--- TASK ITEM ---
Transcribe each record exactly. Include every one.

(LISTED RECORDS begins)

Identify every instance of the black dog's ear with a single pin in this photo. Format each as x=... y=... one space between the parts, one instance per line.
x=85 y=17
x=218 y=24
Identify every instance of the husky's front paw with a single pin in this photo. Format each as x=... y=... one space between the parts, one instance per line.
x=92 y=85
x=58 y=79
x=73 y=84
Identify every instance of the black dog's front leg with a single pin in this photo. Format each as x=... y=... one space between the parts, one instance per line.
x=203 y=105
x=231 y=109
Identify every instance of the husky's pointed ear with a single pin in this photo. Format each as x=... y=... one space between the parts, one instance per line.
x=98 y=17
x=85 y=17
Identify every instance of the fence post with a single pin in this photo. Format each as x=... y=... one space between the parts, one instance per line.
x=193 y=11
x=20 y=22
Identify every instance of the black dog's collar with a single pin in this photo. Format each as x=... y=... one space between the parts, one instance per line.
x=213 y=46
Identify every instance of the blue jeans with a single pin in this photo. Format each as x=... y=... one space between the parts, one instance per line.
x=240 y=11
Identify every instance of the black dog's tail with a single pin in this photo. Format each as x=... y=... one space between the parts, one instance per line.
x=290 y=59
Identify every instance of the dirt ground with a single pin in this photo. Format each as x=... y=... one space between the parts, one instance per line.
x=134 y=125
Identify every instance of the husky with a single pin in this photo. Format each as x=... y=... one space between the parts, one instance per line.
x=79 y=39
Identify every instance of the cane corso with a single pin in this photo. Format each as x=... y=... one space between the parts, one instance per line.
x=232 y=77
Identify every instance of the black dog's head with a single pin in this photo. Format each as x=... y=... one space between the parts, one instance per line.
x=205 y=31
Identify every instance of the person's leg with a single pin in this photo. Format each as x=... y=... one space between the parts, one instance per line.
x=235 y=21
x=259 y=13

(LISTED RECORDS ends)

--- FINISHED TASK ---
Identify every instance of the black dog's ear with a single pin in this photo. Format each as x=... y=... one space between the parts, one instance per line.
x=85 y=17
x=218 y=24
Identify every instance of the husky's front paw with a single pin in this photo. Format each as x=... y=... one space between the parts, one instance per line.
x=92 y=85
x=58 y=79
x=73 y=84
Identify every instance of the black dog's front leg with a single pin in this photo. Format each as x=... y=... one space between the parts, one instance per line.
x=203 y=105
x=231 y=109
Identify every instance of the husky's pointed ear with a single pin in this photo. Format each as x=... y=... one space between the parts, one instance per line.
x=98 y=17
x=85 y=17
Identify every instance of the fence post with a single pin in this photo. Format each as x=... y=... one space between the parts, one instance per line.
x=193 y=11
x=20 y=22
Identify every instance of the black dog's collar with a single pin in this photo. Format each as x=... y=... one space between the parts, one instance per line.
x=213 y=46
Identify every instance of the blue jeans with a single pin in this photo. Format each as x=... y=... one space between the parts, one instance per line.
x=240 y=11
Identify every instance of the black dog's tail with a single pin in this photo. Format each as x=... y=... one space between the parts, one instance per line.
x=290 y=59
Identify every instance of the dirt ground with a single pin in this photo. Format each as x=... y=... one space between the parts, one instance per line.
x=134 y=125
Identify every instance of the husky with a single pin in this photo. Format each as x=... y=... one space between the parts, one instance per line.
x=79 y=39
Identify every instance of the cane corso with a single pin in this photo. Format each as x=... y=... one space between the parts, one instance per line.
x=232 y=77
Identify every instance of the black dog's head with a single pin in this photo. Format each as x=... y=... one space between the parts, one instance per line.
x=205 y=31
Identify every instance of the person's leg with a single pin in this photo. Format each as x=... y=... one space between the parts, one instance per line.
x=235 y=21
x=259 y=13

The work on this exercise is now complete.